## TO DO
Leave every picture out, and write out the remaining entries exactly.

## RECORDED INFORMATION
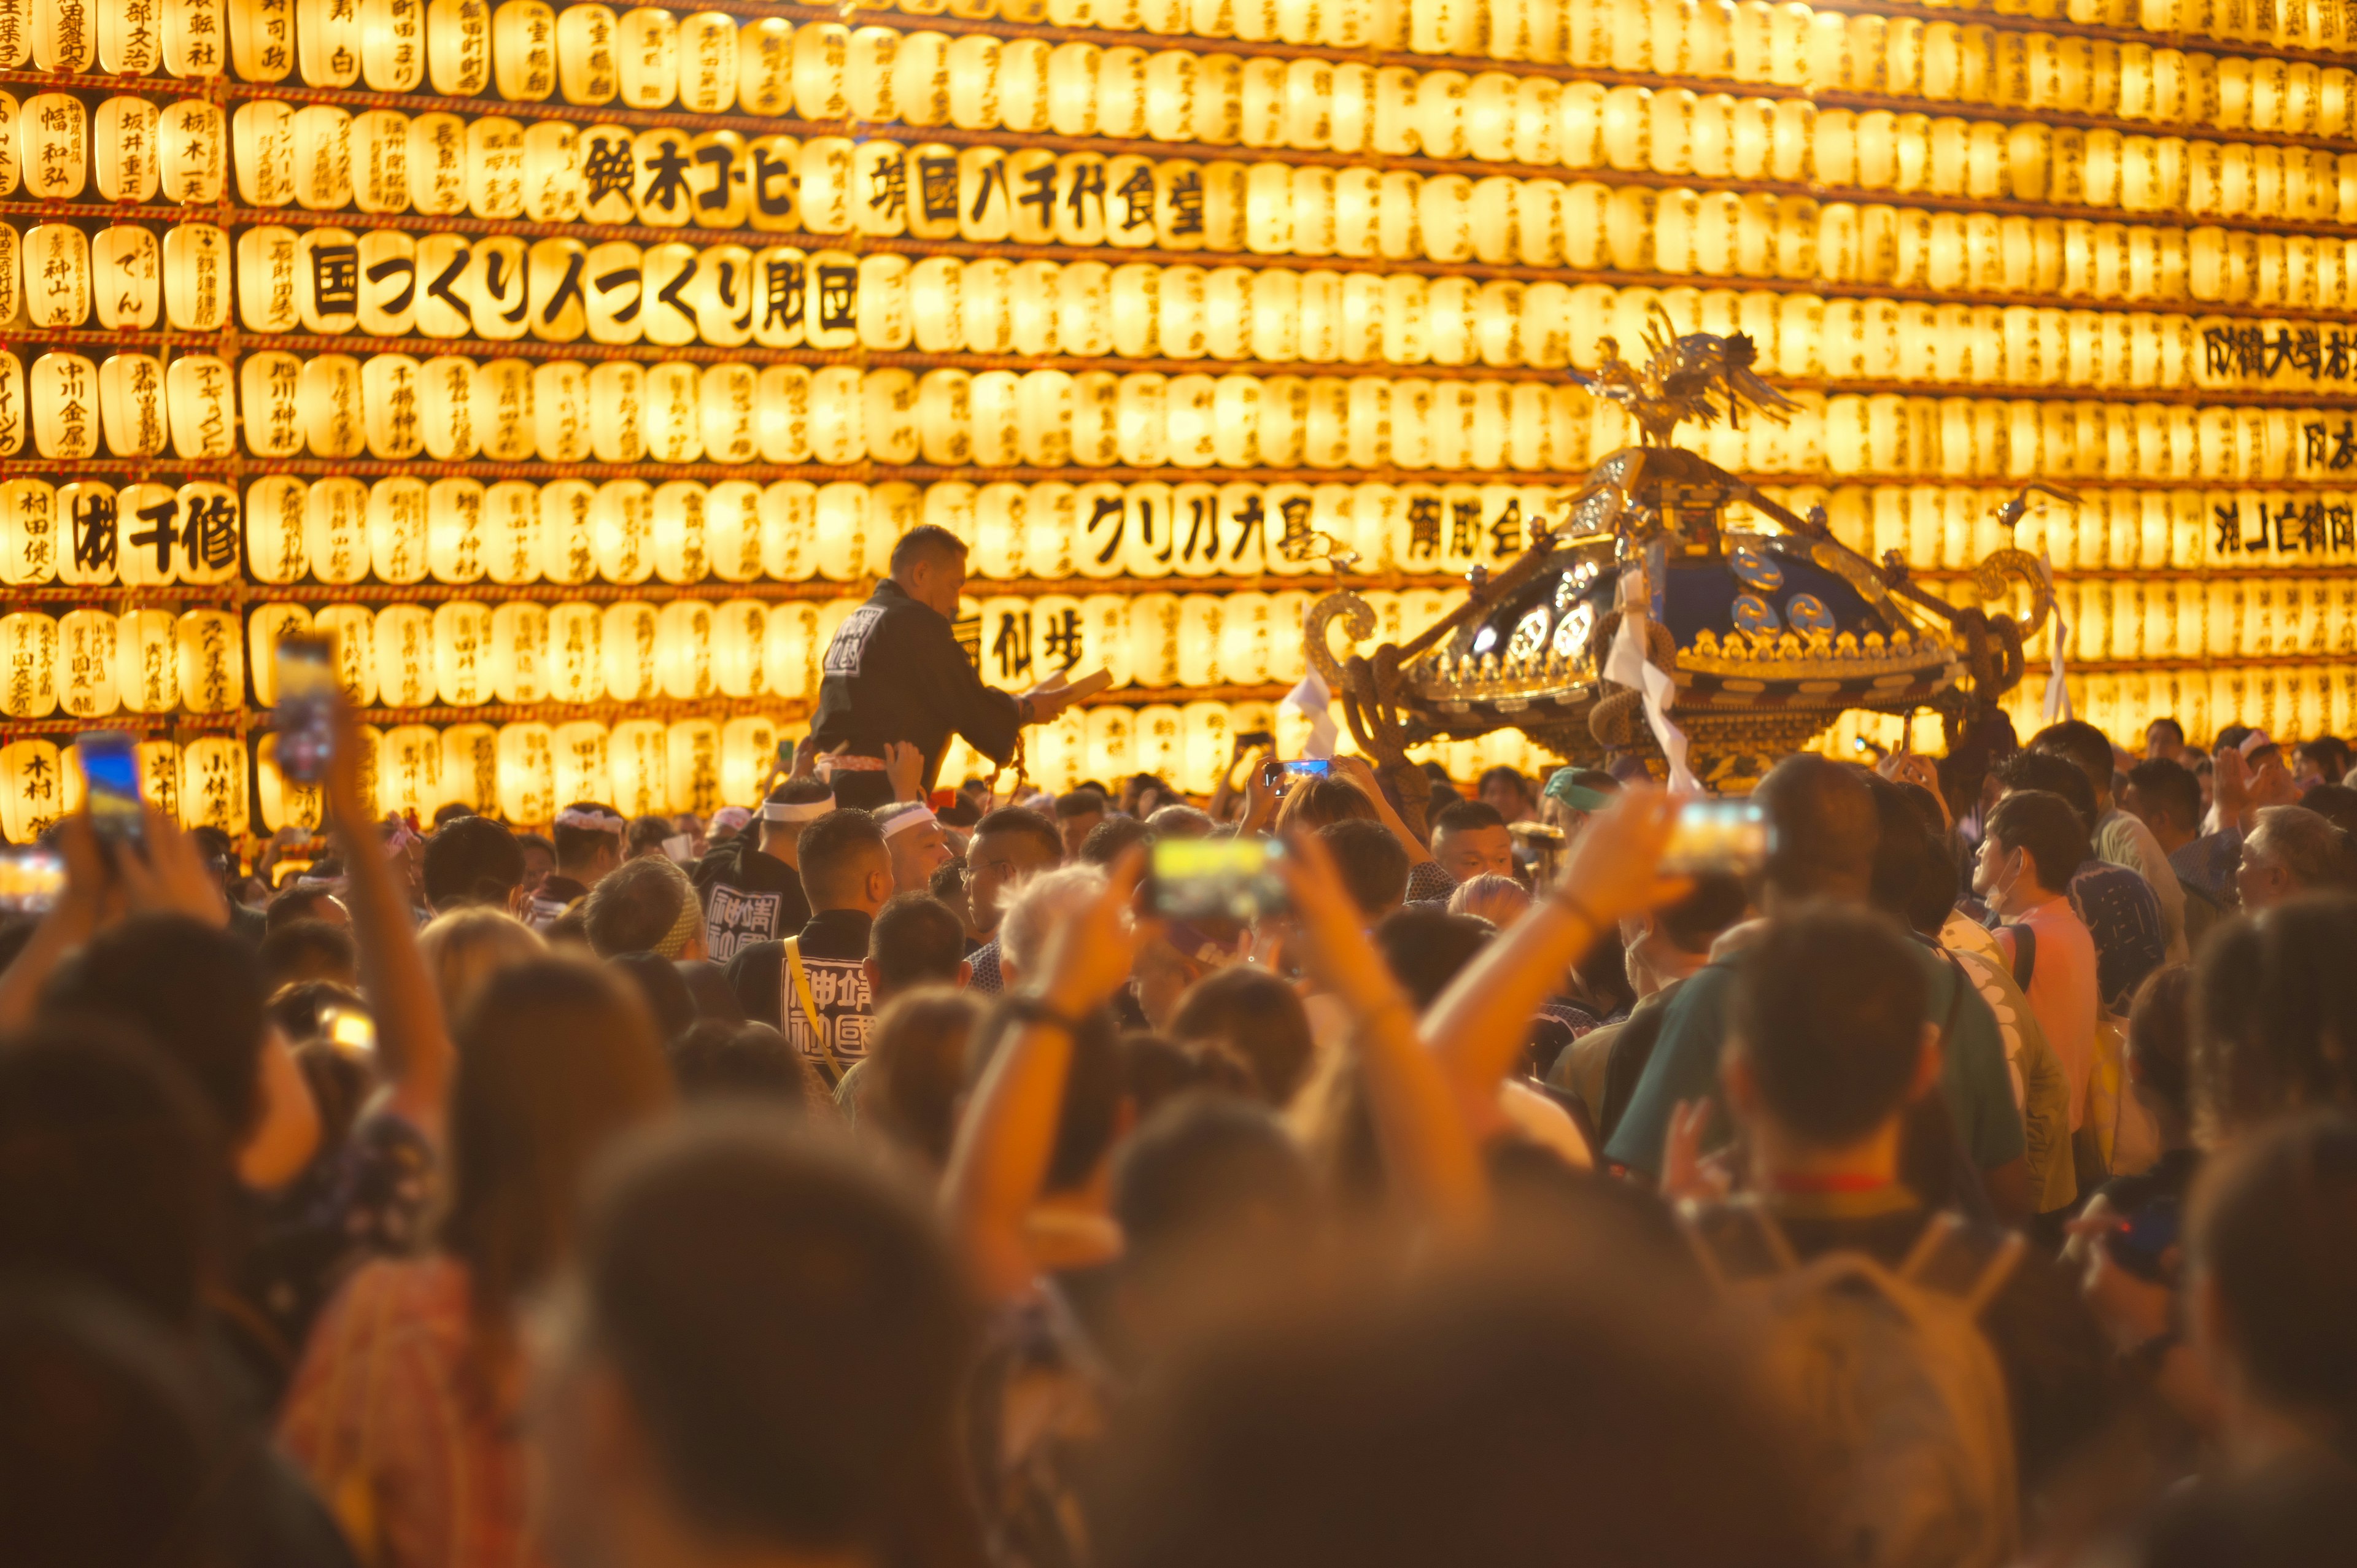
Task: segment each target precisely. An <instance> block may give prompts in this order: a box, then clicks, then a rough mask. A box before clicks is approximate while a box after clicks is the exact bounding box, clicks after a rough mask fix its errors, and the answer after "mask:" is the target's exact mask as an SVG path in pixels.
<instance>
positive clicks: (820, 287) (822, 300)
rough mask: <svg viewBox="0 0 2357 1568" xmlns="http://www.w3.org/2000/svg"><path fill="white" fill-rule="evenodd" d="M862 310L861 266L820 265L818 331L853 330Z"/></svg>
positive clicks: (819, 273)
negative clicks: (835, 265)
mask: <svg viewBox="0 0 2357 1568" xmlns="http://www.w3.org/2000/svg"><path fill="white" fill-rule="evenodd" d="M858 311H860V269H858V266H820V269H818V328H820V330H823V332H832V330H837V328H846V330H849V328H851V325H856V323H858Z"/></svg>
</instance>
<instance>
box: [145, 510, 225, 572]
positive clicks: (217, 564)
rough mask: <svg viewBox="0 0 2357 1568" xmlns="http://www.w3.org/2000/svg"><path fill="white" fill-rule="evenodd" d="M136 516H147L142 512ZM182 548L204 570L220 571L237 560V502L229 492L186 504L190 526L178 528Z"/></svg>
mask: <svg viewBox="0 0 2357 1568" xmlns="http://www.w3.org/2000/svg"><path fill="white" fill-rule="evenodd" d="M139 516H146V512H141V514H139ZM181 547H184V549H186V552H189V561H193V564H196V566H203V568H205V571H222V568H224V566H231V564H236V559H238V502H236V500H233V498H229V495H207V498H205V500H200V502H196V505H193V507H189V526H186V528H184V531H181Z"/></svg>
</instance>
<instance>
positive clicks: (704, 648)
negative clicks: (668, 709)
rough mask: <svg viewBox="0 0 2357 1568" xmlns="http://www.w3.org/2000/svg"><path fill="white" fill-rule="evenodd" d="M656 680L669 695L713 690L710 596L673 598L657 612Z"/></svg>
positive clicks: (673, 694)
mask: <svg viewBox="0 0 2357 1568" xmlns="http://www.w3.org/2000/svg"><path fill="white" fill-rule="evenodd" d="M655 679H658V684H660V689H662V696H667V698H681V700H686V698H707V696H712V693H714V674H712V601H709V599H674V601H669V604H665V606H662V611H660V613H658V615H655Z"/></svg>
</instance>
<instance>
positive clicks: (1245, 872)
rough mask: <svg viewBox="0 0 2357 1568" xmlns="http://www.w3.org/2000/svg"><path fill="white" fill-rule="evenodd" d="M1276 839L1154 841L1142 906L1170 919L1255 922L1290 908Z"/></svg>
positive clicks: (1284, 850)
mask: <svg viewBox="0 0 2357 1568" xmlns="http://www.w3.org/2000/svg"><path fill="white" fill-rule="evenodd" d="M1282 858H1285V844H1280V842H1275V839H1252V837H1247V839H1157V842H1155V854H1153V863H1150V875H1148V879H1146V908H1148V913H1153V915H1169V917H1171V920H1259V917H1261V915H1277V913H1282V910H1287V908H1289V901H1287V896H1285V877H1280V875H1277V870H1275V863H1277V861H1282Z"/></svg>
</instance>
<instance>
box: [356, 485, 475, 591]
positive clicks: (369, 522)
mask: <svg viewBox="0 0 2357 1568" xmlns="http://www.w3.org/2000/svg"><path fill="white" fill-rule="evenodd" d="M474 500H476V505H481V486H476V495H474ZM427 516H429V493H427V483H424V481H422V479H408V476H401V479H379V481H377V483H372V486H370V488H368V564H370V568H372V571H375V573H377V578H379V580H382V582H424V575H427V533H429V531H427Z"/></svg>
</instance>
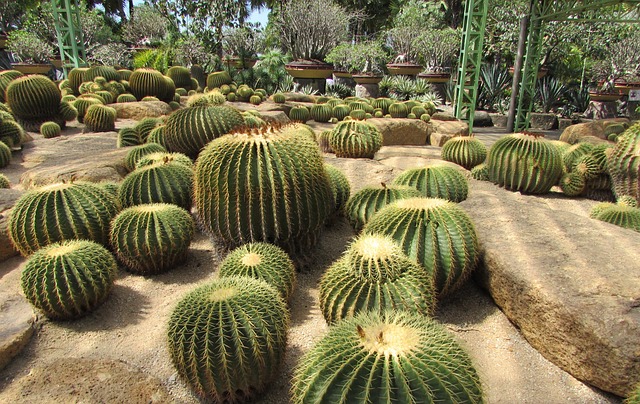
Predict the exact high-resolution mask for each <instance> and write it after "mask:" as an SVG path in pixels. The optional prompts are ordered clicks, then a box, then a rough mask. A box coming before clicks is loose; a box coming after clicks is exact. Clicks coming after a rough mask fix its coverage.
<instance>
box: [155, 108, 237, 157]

## ANSWER AREA
Task: segment each target precisely. An <instance> block may give prompts in this order: a box, then clicks, then a rough mask. A box before clicks is approximate while a box after clicks is the exact bounding box, clicks after a rough mask fix its errors, and the answer after "mask:" is the target's exact mask as an SVG path in pixels.
<instance>
positive clicks: (820, 287) (822, 300)
rough mask: <svg viewBox="0 0 2357 1568" xmlns="http://www.w3.org/2000/svg"><path fill="white" fill-rule="evenodd" d="M862 310L861 266L820 265L818 331L853 330Z"/></svg>
positive clicks: (819, 273)
negative clicks: (835, 265)
mask: <svg viewBox="0 0 2357 1568" xmlns="http://www.w3.org/2000/svg"><path fill="white" fill-rule="evenodd" d="M858 311H860V269H858V266H820V269H818V328H820V330H823V332H832V330H837V328H846V330H849V328H851V325H856V323H858Z"/></svg>
</instance>
<instance>
box: [145, 510, 225, 572]
positive clicks: (217, 564)
rough mask: <svg viewBox="0 0 2357 1568" xmlns="http://www.w3.org/2000/svg"><path fill="white" fill-rule="evenodd" d="M136 516H147L142 512ZM182 548L204 570L220 571L237 560V502L229 492L186 504L190 526L178 528Z"/></svg>
mask: <svg viewBox="0 0 2357 1568" xmlns="http://www.w3.org/2000/svg"><path fill="white" fill-rule="evenodd" d="M139 516H146V512H141V514H139ZM181 547H184V549H186V552H189V561H193V564H196V566H203V568H205V571H222V568H224V566H231V564H236V559H238V502H236V500H233V498H229V495H207V498H205V500H200V502H196V505H193V507H189V526H186V528H184V531H181Z"/></svg>
</instance>
<instance>
positive clicks: (704, 648)
negative clicks: (668, 709)
rough mask: <svg viewBox="0 0 2357 1568" xmlns="http://www.w3.org/2000/svg"><path fill="white" fill-rule="evenodd" d="M656 680L669 695L713 690L710 596L673 598L657 612Z"/></svg>
positive clicks: (673, 694)
mask: <svg viewBox="0 0 2357 1568" xmlns="http://www.w3.org/2000/svg"><path fill="white" fill-rule="evenodd" d="M655 679H658V684H660V689H662V696H667V698H681V700H686V698H707V696H712V693H714V674H712V601H709V599H674V601H669V604H665V606H662V611H660V613H658V615H655Z"/></svg>
</instance>
<instance>
positive clicks: (1245, 872)
rough mask: <svg viewBox="0 0 2357 1568" xmlns="http://www.w3.org/2000/svg"><path fill="white" fill-rule="evenodd" d="M1276 839L1154 841L1142 906L1170 919L1255 922L1290 908Z"/></svg>
positive clicks: (1284, 850)
mask: <svg viewBox="0 0 2357 1568" xmlns="http://www.w3.org/2000/svg"><path fill="white" fill-rule="evenodd" d="M1282 858H1285V844H1280V842H1275V839H1252V837H1247V839H1157V842H1155V854H1153V863H1150V875H1148V879H1146V908H1148V913H1153V915H1169V917H1171V920H1259V917H1261V915H1277V913H1282V910H1287V908H1289V901H1287V896H1285V877H1280V875H1277V870H1275V863H1277V861H1282Z"/></svg>
</instance>
<instance>
box: [356, 485, 475, 591]
positive clicks: (369, 522)
mask: <svg viewBox="0 0 2357 1568" xmlns="http://www.w3.org/2000/svg"><path fill="white" fill-rule="evenodd" d="M474 500H476V505H481V486H476V495H474ZM427 516H429V493H427V483H424V481H422V479H408V476H401V479H379V481H377V483H372V486H370V488H368V564H370V568H372V571H375V573H377V578H379V580H382V582H424V575H427V533H429V531H427Z"/></svg>
</instance>
Predict the exact high-resolution mask for each <instance> and write it after "mask:" as an SVG path in pixels. The optional prompts are ordered clicks, then a box, then a rough mask. A box coming before clicks is loose; a box coming after clicks is exact. Clicks coming after a rough mask fix its coverage.
<instance>
box: [155, 108, 237, 157]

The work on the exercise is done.